> EXERCISE DESCRIPTION
Please return the listing below verbatim, leaving out the pictures.

Start of STORED DATA

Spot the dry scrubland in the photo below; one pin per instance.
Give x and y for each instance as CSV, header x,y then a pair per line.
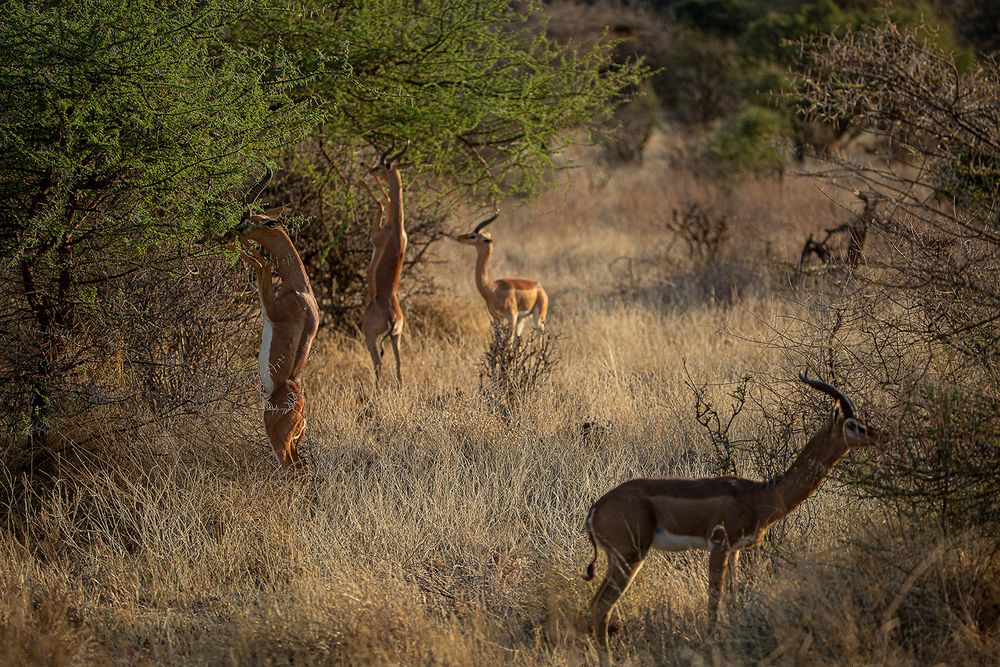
x,y
432,529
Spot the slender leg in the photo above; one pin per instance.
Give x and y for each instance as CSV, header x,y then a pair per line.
x,y
617,579
717,562
733,569
520,325
395,350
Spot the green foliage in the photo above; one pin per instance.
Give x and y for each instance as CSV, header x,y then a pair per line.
x,y
478,89
128,128
747,143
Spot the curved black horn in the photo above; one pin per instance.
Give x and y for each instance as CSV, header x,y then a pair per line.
x,y
487,221
845,403
382,159
254,192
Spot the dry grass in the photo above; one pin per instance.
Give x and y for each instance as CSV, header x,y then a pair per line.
x,y
429,530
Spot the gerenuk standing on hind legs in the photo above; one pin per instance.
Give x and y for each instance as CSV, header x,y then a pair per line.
x,y
291,319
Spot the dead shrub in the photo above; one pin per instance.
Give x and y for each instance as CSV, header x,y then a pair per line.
x,y
512,371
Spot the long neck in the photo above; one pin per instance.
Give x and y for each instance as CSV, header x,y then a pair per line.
x,y
396,203
285,258
483,282
389,259
823,451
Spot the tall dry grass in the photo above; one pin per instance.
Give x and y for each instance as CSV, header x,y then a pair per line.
x,y
430,529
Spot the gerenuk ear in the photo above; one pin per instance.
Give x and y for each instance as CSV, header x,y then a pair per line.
x,y
854,429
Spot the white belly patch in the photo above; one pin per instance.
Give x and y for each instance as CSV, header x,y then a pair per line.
x,y
667,541
265,355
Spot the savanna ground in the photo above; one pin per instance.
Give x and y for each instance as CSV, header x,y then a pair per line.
x,y
436,526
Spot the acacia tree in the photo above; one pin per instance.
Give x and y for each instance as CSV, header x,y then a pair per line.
x,y
127,127
479,92
920,318
131,128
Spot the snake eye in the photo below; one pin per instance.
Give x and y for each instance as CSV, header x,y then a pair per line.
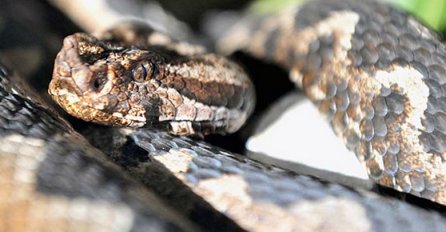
x,y
99,82
142,72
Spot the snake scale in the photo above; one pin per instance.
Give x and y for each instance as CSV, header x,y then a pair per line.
x,y
56,170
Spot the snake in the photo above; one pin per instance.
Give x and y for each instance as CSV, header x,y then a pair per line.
x,y
134,76
375,73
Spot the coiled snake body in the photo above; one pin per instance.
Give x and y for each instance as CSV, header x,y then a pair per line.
x,y
376,74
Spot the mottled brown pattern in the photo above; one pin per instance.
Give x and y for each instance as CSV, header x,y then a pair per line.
x,y
354,61
114,82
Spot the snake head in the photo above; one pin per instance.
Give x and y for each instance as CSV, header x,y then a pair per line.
x,y
112,82
104,82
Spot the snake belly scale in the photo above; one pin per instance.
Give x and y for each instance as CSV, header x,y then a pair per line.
x,y
376,73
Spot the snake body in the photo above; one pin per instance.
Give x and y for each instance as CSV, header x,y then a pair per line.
x,y
376,73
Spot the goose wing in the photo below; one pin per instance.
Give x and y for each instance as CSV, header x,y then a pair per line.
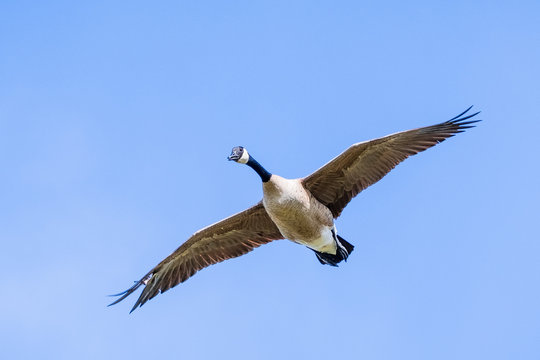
x,y
226,239
365,163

End of STORED DATA

> RESPONSE TO THE TASK
Spot the dry scrubland in the photo below; one pin per instance.
Give x and y for each instance as CSV, header x,y then a pair per line.
x,y
432,529
Spot the slender leg in the photo above; one pin per instance.
Give x and y for each instance as CSV, header x,y then a pair per line.
x,y
617,579
717,562
733,569
520,325
395,350
Spot the green foliage in the photo above; one pin per instance.
Give x and y for each instance as CSV, header x,y then a pair per line.
x,y
478,89
128,128
747,143
Spot the curved black horn in the photo above; one pin per instance.
Give x and y for each instance as CSV, header x,y then a pair per line.
x,y
487,221
845,403
382,159
254,192
Spot the dry grass in the photo above; one pin per instance.
Give x and y for each instance as CSV, header x,y then a pair per line.
x,y
429,530
Spot the gerenuk standing on hind legs in the photo above; one pin per instance.
Give x and y for each instance as CSV, header x,y then a pair per line.
x,y
291,319
Spot the dead shrub in the photo above; one pin per instance.
Give x and y for each instance as CSV, header x,y then a pair per line.
x,y
512,371
Spot the long neck in the photo above; one pin per instance.
Give x and y for each instance as CSV, header x,y then a pair per line.
x,y
396,203
285,258
483,282
389,259
823,451
Spot the tall dry grass in the photo above; one pin per instance.
Give x and y for each instance as CSV, header x,y then a pair per line.
x,y
430,529
Spot the gerenuk ear in the photo above; one pin per instance.
Give x and y for each instance as CSV, header x,y then a pair per line.
x,y
854,429
Spot the white belly patch in the photo above; one pin per instance.
Give x and y for each instance as CSV, header x,y then a pair per line.
x,y
667,541
265,355
Spot the savanna ground in the photo above; one pin per instance.
Give x and y for each instance as CSV, header x,y then a pair per line.
x,y
436,526
Spot the acacia tree in the photo above; one pin per instance.
Give x and y for each instance as CSV, header x,y then a pair per line.
x,y
127,127
479,92
920,318
131,128
Spot the snake eye in the photo below; one pin per instance.
Give x and y for each instance as CSV, header x,y then a pair per line.
x,y
99,82
142,72
Spot the snake scale in the photo above; one pin per instance.
Give x and y for each instance as CSV, header x,y then a pair per line.
x,y
56,170
Spot the snake in the photo above; one pin per instance.
Give x and y for each instance as CSV, header x,y then a pair per line.
x,y
134,76
375,73
Spot the coiled snake body in the photo above; one pin per instance.
Give x and y for each instance as CSV, header x,y then a pair per line.
x,y
376,74
Spot the mottled brown pattern in the photo above; one pin per instance.
Give x and y for each instance as CSV, header x,y then a pair per line.
x,y
354,61
114,82
Spot the snake head in the photo above; one pin per instance.
Give x and y for each instance as CSV, header x,y then a pair per line.
x,y
112,82
104,82
Spot the snake belly scale in the photo above; one pin per instance.
Give x and y for each instance as CSV, header x,y then a pair per line.
x,y
376,73
Spot the snake body in the photo above; one pin per instance.
Give x and y for each instance as CSV, header x,y then a pair per line.
x,y
376,73
Spot the goose wing in the photo below; one pin per instance.
Give x and y for each instance as CSV, header x,y then a pair per line.
x,y
226,239
365,163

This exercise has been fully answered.